#### Document section:
^^^^
JEFFERSON CITY, Mo. – Missouri Attorney General Eric Schmitt asked the United States Supreme Court on Thursday to review Missouri’s law prohibiting abortions of unborn children with Down syndrome.
Schmitt did so through filing a petition for a writ of certiorari in Schmitt v. Reproductive Health Services of Planned Parenthood of the St. Louis Region.
“In the face of this genocidal crisis, Missouri and at least 11 other States have enacted laws restricting the eugenic abortion of the disabled, especially those with Down syndrome,” the petition read. “In 2019, this Court declined to review the Seventh Circuit’s decision invalidating one of these laws—Indiana’s—because no Circuit split yet existed. Since then, a clear and well-developed split of authority has emerged.”
Schmitt has a son with Down syndrome and has continually fought to outlaw abortions on the basis of a prenatal diagnosis of Down syndrome. He is asking the Supreme Court to resolve a circuit split on such laws, and to reverse a decision by a lower court that deemed banning these types of abortions as “categorically unconstitutional”.
“My son Stephen has shown me the inherent beauty in life, and he brings immense joy and love to his loved ones and those around him,” Schmitt said. “Since taking office, I’ve fought to protect all life, including the unborn. A prenatal diagnosis of Down syndrome should not be a death sentence.”
^^^^
#### Dataset content:

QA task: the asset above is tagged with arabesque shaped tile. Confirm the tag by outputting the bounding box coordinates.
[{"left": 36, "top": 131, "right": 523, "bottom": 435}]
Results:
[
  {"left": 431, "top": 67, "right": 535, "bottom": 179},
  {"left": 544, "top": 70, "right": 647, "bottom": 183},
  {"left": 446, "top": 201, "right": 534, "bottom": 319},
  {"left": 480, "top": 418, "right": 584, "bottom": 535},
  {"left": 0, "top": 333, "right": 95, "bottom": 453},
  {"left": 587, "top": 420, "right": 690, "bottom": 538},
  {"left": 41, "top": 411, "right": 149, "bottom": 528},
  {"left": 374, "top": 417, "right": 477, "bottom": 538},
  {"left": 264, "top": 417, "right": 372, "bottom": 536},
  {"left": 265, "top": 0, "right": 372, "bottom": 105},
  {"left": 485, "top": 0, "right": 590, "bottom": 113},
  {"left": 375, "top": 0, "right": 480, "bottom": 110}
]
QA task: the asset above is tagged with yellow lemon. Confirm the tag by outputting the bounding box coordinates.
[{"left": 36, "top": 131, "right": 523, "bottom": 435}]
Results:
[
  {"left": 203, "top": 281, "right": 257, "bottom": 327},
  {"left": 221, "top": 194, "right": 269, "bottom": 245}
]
^^^^
#### List of tasks:
- 1) Reproduce the passage of the Down syndrome abortion law article that begins at the words "JEFFERSON CITY, Mo." and stops after "St. Louis Region.".
- 2) Carry on the article about Missouri's Down syndrome abortion law from the point where it stops.
Nothing in the data is needed for what follows.

#### Answers for each item:
- 1)
JEFFERSON CITY, Mo. – Missouri Attorney General Eric Schmitt asked the United States Supreme Court on Thursday to review Missouri’s law prohibiting abortions of unborn children with Down syndrome.
Schmitt did so through filing a petition for a writ of certiorari in Schmitt v. Reproductive Health Services of Planned Parenthood of the St. Louis Region.

- 2)
Per a press release from the Attorney General’s office, the specifics of what Schmitt has asked the Supreme Court to review are below:
The petition, which was filed earlier today, presents three questions for the Supreme Court’s review:
Whether Missouri’s restriction on abortions performed solely because the unborn child may have Down syndrome is categorically invalid under Casey and Roe v. Wade, 410 U.S. 113 (1973), or whether it is a valid, reasonable regulation of abortion that seeks to prevent the elimination of children with Down syndrome through eugenic abortion?
Whether Missouri’s restrictions on abortions performed after eight, fourteen, eighteen, and twenty weeks’ gestational age are categorically invalid, or whether they are valid, reasonable regulations of abortion that advance important state interests?
Whether the “penumbral” right to abortion recognized in Roe v. Wade, 410 U.S. 113 (1973), and partially reaffirmed in Planned Parenthood of Southeastern Pennsylvania v. Casey, 505 U.S. 833 (1992), should be overruled?
Schmitt has previously led a 22-state coalition supporting a similar law in Arkansas to ban abortions on the basis of a prenatal diagnosis of Down syndrome.